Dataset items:
------------------------------------------------------------------------

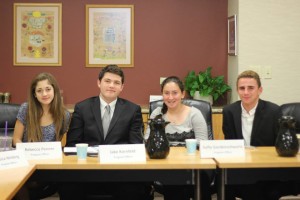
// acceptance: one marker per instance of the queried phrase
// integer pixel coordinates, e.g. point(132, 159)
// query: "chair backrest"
point(203, 106)
point(292, 109)
point(8, 112)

------------------------------------------------------------------------

- _Problem to work on_: Leave out the images and transcribe all the records exactly.

- _Answer for this exercise_:
// acceptance: one marker per instance of the queried phrase
// integer pixel coordinates, e.g. point(132, 159)
// query: "chair backrest"
point(203, 106)
point(292, 109)
point(8, 112)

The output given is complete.